§ **What the exercise asks**:
Put every line of the listing below into a JSON array of strings, with one string per line and no entries for blank lines.

§ **Data entries**:
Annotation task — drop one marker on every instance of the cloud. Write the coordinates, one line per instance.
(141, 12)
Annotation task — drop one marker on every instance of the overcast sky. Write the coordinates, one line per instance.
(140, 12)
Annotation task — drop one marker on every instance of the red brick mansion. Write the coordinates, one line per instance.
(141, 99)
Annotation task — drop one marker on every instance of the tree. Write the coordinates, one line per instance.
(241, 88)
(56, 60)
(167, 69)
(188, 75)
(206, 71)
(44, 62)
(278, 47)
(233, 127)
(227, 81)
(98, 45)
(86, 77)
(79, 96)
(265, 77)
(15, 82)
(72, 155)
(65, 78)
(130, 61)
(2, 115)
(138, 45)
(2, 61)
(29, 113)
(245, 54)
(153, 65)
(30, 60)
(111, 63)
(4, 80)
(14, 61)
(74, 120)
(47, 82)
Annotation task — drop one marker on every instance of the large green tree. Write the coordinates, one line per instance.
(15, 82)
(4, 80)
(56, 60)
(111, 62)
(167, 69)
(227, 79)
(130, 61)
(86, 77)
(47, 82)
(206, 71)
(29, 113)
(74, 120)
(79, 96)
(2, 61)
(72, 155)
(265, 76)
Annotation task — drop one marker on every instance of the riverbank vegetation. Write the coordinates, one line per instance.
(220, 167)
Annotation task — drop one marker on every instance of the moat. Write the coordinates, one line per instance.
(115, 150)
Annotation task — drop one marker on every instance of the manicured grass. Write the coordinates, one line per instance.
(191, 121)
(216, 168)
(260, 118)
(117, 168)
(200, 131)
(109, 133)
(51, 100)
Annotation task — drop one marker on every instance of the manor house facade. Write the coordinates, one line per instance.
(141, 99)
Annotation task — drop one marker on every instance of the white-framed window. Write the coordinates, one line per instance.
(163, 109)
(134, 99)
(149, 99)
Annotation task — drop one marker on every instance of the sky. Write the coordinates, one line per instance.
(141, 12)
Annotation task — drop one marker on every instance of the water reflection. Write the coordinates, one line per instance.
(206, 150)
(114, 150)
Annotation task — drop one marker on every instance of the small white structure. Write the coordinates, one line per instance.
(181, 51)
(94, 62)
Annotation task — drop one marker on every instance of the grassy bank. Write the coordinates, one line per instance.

§ **Answer in full**:
[
  "Annotation task — drop one marker on every instance of the cloud. Write the coordinates, one line per instance.",
  "(141, 12)",
  "Annotation task — drop one marker on every instance of the overcast sky. Write the coordinates, one line per instance.",
  "(140, 12)",
  "Annotation task — drop one marker on every instance of the red brick mansion. Write the coordinates, one line per instance.",
  "(141, 99)",
  "Annotation task — drop one marker on every instance of the tree. Write the coordinates, one line per instance.",
  "(241, 88)",
  "(56, 60)",
  "(167, 69)",
  "(188, 75)",
  "(206, 71)",
  "(44, 62)",
  "(278, 47)",
  "(233, 127)",
  "(227, 81)",
  "(98, 45)",
  "(86, 77)",
  "(79, 96)",
  "(265, 77)",
  "(15, 82)",
  "(72, 155)",
  "(65, 78)",
  "(130, 61)",
  "(2, 115)",
  "(138, 45)",
  "(2, 61)",
  "(29, 113)",
  "(245, 54)",
  "(153, 65)",
  "(30, 60)",
  "(111, 63)",
  "(4, 80)",
  "(14, 61)",
  "(74, 120)",
  "(47, 82)",
  "Annotation task — drop one marker on every instance of the large green tree. Write the coordinates, one line per instance.",
  "(15, 82)",
  "(4, 80)",
  "(56, 60)",
  "(111, 62)",
  "(167, 69)",
  "(227, 79)",
  "(130, 61)",
  "(86, 77)",
  "(47, 82)",
  "(206, 71)",
  "(29, 113)",
  "(74, 120)",
  "(79, 96)",
  "(2, 61)",
  "(72, 155)",
  "(265, 76)",
  "Annotation task — drop one marker on every instance of the riverbank vegetation. Write the coordinates, one line per instance.",
  "(220, 167)",
  "Annotation task — drop one marker on every instance of the moat. Write the coordinates, one line per instance.",
  "(115, 150)",
  "Annotation task — drop one marker on every instance of the manicured grass. Write the coordinates, one line per instance.",
  "(191, 121)",
  "(216, 168)",
  "(260, 118)",
  "(117, 168)",
  "(200, 131)",
  "(109, 133)",
  "(51, 100)",
  "Annotation task — drop one marker on every instance of the manor house facade. Write the coordinates, one line per instance.",
  "(141, 99)",
  "Annotation task — drop one marker on every instance of the white-framed window. Write the coordinates, one line per instance.",
  "(163, 109)",
  "(134, 99)",
  "(149, 99)",
  "Annotation task — drop one marker on every instance of the sky. Write the coordinates, one line per instance.",
  "(141, 12)",
  "Annotation task — drop one marker on every instance of the water reflection. Write the coordinates, one line per instance.",
  "(206, 150)",
  "(114, 150)",
  "Annotation task — drop one marker on every instance of the small white structure. Write the coordinates, one line per instance.",
  "(181, 51)",
  "(94, 62)",
  "Annotation task — drop one marker on every instance of the grassy bank. Write the coordinates, one line per instance."
]